## PASSAGE DU TEXTE:
Née à Moudon, elle suit d’abord un cours de danse et, dans ce cadre, participe un jour à une comédie musicale du Café-Théâtre Barnabé à Servion (VD). «Là, j’ai vu que des enfants récitaient du texte, jouaient vraiment! Je me suis dit: mais voilà, c’est ça que je veux faire!» Aussitôt dit, aussitôt fait. La comédienne en herbe se forme auprès de l’équipe de Barnabé jusqu’à ses 17 ans. Des tournages publicitaires et des rôles sur scène comme à l’écran suivront, tandis qu’elle entame parallèlement des études à Genève pour devenir psychomotricienne.

J’avais le syndrome de l’imposteur. Je m’autorisais à écrire pour moi car j’aimais raconter des histoires, mais je me disais que c’était un autre métier

Anne Thorens

L’ailleurs et la plume

Anne Thorens coule alors une existence heureuse entre un emploi fixe et ses activités de comédienne, jusqu’à ce qu’elle soumette un premier scénario au Festival international du film d’Aubagne en 2016. «J’avais le syndrome de l’imposteur. Jusque-là, je m’autorisais à écrire pour moi car j’aimais raconter des histoires, mais je me disais que c’était un autre métier. A Aubagne, j’ai reçu des critiques constructives, elles m’ont donné envie d’avancer.» Et d’avancer si bien qu’elle laisse en plan son travail, son appartement, son couple et s’envole en solitaire pour une année sabbatique.

## DONNÉES EXTRAITES:

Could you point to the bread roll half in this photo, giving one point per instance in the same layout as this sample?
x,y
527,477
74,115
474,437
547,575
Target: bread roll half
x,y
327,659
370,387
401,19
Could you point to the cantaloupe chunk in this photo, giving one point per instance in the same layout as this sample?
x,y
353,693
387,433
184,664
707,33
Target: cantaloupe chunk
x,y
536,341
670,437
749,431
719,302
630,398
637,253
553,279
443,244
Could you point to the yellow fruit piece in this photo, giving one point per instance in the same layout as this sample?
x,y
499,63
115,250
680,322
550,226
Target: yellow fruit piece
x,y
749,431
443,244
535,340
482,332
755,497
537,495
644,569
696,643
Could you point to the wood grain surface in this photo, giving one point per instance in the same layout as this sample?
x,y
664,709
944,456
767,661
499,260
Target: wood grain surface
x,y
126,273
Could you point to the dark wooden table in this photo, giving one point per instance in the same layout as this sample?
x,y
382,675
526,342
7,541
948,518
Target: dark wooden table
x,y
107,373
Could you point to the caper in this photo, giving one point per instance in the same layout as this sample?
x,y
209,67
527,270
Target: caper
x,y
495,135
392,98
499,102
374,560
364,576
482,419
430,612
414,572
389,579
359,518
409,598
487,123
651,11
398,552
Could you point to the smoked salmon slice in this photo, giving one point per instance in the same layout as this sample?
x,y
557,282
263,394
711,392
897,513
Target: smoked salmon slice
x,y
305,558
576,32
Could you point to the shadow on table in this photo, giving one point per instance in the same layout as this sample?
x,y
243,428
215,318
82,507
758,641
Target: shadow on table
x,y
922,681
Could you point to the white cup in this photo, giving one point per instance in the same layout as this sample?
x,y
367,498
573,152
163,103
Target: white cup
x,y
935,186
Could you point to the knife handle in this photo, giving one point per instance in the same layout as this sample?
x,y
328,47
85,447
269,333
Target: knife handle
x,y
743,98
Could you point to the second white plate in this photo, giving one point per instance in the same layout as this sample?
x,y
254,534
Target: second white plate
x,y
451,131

## EXERCICES:
- A) Recopiez à l'identique le passage de l'article sur Anne Thorens qui commence par les mots contenant « L’ailleurs et la » et se termine par « une année sabbatique. ».
- B) D'après l'article sur Anne Thorens, les affirmations suivantes sont-elles vraies ? Répondez par oui ou par non, en citant à chaque fois les mots décisifs de l'article.
(i) Elle est née à Genève.
(ii) Elle s'est formée auprès de l'équipe de Barnabé jusqu'à ses 17 ans.
(iii) Elle a soumis un premier scénario au Festival international du film d'Aubagne en 2016.
- C) Prolongez l'article sur Anne Thorens à partir de sa dernière phrase.

## RÉPONSES PAR EXERCICE:
- A)
L’ailleurs et la plume

Anne Thorens coule alors une existence heureuse entre un emploi fixe et ses activités de comédienne, jusqu’à ce qu’elle soumette un premier scénario au Festival international du film d’Aubagne en 2016. «J’avais le syndrome de l’imposteur. Jusque-là, je m’autorisais à écrire pour moi car j’aimais raconter des histoires, mais je me disais que c’était un autre métier. A Aubagne, j’ai reçu des critiques constructives, elles m’ont donné envie d’avancer.» Et d’avancer si bien qu’elle laisse en plan son travail, son appartement, son couple et s’envole en solitaire pour une année sabbatique.

- B)
(i) Non : « Née à Moudon ».
(ii) Oui : « se forme auprès de l’équipe de Barnabé jusqu’à ses 17 ans ».
(iii) Oui : « soumette un premier scénario au Festival international du film d’Aubagne en 2016 ».

- C)
Elle promène son sac à dos entre l’Amérique latine, l’Asie, la Nouvelle-Zélande et même l’archipel du Svalbard, à l’ouest du Groenland. Presque «boulimique», la voyageuse ne passe pas plus de deux jours au même endroit, désireuse de partir à nouveau chaque matin. «C’est sans doute cliché, mais… ce voyage a développé mon indépendance. Et puis, j’avais le sentiment que c’était essentiel, que si je ne le faisais pas, cela m’échapperait», dit celle qui avoue avoir toujours nourri deux rêves: voyager sans billet de retour, comme Ella Maillart, et jouer la comédie. Lorsqu’elle repose ses valises en Suisse, elle démissionne et tourne Diagonale avec le soutien d’Imaginastudio, un studio de production lausannois qui croit en son projet.

Ce court métrage, c’est l’histoire d’un jeune homme et d’une jeune femme qui se plaisent, s’embrassent et n’ont pas de préservatif à disposition. C’est l’histoire si connue et pourtant si difficile à aborder de plusieurs «non» qui ne sont pas compris comme tels, sans qu’il y ait pour autant d’archétype de victime et d’agresseur.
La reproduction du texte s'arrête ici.